Отрывок –
Солдаты шагали по руслу реки
И что-то неладное пели —
И были улыбчивы их голоса
И волосы гладки от пыли.

Этот мир и тот, потусторонний, разделены рекой — это понятно. Древние называли эту реку (реку забвенья) Стиксом. Но “испытатель русских рек”, открывший к тому же, что забвенья нет и никогда не будет, знает другое название этой реки:

Ведь взошёл я по всем теченьям,
Русских рек я коснулся всех
За единственным исключеньем.
Да, лишь только одной из них
Мне покуда нельзя касаться,
Потому что чужой двойник
Может в зеркале оказаться,
Потому что когда-нибудь,
На истёке последней дневки,
Мне придётся ещё хлебнуть
Чёрной водки из чёрной Невки.

В мифологии Юрьева река, разделяющая миры, — это, конечно, Нева, как и обратная река, по плоскому дну которой “в пустых плоскодонках скользят старики возздравствовать рай возвращённый”. В толпе прибывших мы видим и поэта, который сообщает нам:

И в зимнем дворце, и в летнем саду
в две тысячи сорок лохматом году
в служебном подъезде у арки
лежат на меня контрамарки.

Я старый билет не снёс на возврат,
поэтому мне и привратник не брат —
и поэтому в литерном ряде
мне скучать о потерянном аде.

Не станем разбираться в том, что здесь рай и где здесь ад, отметим лишь еще раз, что обратное движение возможно, подобно тому как возможно обратное зрение, а также и жизнь вспять. Как сказано у гениального Введенского: “Чтобы было всё понятно, надо жить начать обратно”. Однако же прямая перспектива, встречаясь с обратной, вызывает сшибки, которые могут быть и болезненными. Мы уже заметили, что в зеркале может оказаться чужой двойник. Еще в ранних стихах Юрьева впрямую говорится об опасности обратного изображения = отражения в зеркале (“Зерцало”):

...страшней не что плодишь,
В углах и плоскостях ища кормилиц, —
Страшнее нет, чем: в зеркало глядишь,
А там, на дне, одно — однофамилец.

Или — еще страшнее — при вертикальной сшибке:

А когда настанут сроки падать небесам,
Не сойдутся эти строки: что ты есть и что ты сам...

Единственный аналог такому разнообразию углов зрения можно наблюдать в старинной живописи, в особенности в русской иконописи, где столкновение различных точек зрения породило такое явление, как “иконные горки” (см. об этом у П. Флоренского и Л. Жегина). Мне кажется, что эта аналогия не случайна, и я осмелюсь сформулировать вопрос: а не является ли поэзия Юрьева по сути поэзией религиозной? И сразу же вслед за этим вопросом сделаю признание, что его формулировка самого меня привела в некоторое смущение, и ответить на этот вопрос мне смелости уже недостанет. Струсив, спрячусь опять за Юрьева — ему отваги не занимать. Последние процитированные здесь строки взяты из “Стихов о небесном наборе”:

Думал, я всецело соткан Божьим пауком
С этим страшным и коротким, с этим русским языком —
Оказалось — только сверху паутинка, связь,
А внутри проходит сверку оттиск-свет и оттиск-грязь.

Не проденешь к синим звёздам мреющую нить:
Разворот навеки свёрстан, ни строки не изменить:
Там в обратных (курсив мой. — В. Б.) начертаньях, в паровом
                                                                                          свинце
Всё. И лучше перестань их проверять — они в конце.

Задание –
Перепишите часть отрывка между «В мифологии Юрьева» и «на меня контрамарки.» включительно, подставив «билеты» вместо «контрамарки». Дальнейшие пункты не связаны с отрывком.

Исходные материалы –

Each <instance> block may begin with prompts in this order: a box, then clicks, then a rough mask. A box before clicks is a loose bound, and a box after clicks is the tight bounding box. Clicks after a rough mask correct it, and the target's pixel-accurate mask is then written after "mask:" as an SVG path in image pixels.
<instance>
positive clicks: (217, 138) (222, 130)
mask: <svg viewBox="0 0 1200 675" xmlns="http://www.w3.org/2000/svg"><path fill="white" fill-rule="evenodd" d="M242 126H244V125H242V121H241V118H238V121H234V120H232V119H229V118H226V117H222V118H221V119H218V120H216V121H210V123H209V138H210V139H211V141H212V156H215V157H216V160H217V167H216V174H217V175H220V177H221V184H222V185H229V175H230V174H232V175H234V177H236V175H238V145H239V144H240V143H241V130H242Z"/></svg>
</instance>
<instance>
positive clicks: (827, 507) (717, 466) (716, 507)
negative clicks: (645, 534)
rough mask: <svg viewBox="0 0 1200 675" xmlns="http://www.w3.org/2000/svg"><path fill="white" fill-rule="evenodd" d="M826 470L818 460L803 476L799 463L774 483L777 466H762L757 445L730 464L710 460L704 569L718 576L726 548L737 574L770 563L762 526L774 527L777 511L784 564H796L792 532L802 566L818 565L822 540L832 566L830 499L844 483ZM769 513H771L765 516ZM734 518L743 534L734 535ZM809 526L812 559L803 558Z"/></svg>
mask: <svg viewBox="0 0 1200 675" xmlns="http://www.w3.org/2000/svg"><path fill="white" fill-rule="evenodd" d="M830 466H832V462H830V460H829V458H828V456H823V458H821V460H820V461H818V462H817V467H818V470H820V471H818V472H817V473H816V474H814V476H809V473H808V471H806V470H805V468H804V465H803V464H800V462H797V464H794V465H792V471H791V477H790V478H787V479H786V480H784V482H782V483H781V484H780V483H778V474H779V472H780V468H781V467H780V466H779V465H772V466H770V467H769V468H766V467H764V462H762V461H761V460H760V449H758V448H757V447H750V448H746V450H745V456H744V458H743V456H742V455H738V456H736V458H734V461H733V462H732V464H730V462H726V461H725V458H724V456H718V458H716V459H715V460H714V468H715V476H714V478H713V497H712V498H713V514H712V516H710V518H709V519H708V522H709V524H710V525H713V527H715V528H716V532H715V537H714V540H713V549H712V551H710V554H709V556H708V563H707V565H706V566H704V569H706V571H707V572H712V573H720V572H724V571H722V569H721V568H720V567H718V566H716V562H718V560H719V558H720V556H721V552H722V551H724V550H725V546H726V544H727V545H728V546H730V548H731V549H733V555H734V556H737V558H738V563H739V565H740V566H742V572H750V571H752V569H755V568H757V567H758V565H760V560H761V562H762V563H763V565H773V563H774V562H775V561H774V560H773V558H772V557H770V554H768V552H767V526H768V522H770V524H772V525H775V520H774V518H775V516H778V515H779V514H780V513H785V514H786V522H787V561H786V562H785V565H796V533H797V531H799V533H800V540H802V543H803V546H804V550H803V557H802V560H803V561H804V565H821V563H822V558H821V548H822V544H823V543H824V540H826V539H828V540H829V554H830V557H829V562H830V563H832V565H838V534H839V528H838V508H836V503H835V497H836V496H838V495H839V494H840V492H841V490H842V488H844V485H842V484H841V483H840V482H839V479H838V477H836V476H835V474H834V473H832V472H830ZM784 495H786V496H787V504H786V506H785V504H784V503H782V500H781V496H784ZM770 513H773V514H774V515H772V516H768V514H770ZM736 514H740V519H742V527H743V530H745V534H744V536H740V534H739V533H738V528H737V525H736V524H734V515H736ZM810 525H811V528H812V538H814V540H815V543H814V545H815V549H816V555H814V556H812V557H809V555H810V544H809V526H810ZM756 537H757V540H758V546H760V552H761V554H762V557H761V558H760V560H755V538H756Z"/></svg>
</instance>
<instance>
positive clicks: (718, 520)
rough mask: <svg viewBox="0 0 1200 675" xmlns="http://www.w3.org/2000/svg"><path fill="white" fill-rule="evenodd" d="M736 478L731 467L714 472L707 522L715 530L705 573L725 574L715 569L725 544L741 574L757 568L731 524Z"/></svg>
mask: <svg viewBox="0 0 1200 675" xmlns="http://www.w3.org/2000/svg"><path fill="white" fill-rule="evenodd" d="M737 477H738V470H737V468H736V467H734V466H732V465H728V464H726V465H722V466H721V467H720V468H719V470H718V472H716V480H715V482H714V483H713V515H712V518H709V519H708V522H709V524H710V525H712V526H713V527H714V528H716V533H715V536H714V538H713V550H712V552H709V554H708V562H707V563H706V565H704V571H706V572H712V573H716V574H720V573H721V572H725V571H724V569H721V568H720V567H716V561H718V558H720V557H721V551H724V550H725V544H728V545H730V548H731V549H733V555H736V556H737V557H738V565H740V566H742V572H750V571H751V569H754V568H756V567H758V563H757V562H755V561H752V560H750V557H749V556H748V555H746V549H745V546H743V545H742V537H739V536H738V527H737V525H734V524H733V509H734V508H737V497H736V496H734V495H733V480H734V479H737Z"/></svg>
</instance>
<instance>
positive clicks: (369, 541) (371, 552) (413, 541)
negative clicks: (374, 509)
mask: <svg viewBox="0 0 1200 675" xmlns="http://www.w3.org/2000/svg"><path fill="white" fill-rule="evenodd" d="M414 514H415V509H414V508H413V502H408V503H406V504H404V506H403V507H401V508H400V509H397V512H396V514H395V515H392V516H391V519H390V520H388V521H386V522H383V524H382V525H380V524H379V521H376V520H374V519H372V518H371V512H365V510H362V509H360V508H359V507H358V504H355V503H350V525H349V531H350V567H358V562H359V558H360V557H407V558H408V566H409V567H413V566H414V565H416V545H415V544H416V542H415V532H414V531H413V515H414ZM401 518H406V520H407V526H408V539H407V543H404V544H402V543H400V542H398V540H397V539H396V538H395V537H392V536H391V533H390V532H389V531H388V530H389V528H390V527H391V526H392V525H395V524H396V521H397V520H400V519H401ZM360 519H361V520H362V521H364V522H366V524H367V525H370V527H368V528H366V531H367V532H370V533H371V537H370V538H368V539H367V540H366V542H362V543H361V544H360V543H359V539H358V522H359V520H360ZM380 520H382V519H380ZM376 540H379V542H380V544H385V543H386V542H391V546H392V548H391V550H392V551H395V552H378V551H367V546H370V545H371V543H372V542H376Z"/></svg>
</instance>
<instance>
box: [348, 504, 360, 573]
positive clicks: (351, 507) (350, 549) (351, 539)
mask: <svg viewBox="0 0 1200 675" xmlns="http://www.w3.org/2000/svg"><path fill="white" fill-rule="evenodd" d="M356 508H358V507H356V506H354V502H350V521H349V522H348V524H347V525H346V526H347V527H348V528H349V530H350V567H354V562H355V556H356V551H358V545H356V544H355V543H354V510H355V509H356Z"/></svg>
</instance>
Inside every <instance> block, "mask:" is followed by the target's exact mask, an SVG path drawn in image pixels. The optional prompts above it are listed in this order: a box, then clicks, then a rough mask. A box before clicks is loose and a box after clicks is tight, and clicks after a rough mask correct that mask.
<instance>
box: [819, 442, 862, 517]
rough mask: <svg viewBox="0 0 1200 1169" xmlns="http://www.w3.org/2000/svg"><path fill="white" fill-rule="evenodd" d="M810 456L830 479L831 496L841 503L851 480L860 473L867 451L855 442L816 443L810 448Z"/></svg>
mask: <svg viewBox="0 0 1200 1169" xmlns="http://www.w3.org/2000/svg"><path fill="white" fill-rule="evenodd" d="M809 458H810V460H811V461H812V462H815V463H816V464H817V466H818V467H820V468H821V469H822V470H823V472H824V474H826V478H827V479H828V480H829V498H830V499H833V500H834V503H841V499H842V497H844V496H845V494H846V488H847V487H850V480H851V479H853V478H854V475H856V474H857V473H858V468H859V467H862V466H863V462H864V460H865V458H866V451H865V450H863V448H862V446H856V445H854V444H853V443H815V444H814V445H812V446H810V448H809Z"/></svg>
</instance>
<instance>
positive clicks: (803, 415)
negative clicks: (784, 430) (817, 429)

Ваше решение –
В мифологии Юрьева река, разделяющая миры, — это, конечно, Нева, как и обратная река, по плоскому дну которой “в пустых плоскодонках скользят старики возздравствовать рай возвращённый”. В толпе прибывших мы видим и поэта, который сообщает нам:

И в зимнем дворце, и в летнем саду
в две тысячи сорок лохматом году
в служебном подъезде у арки
лежат на меня билеты.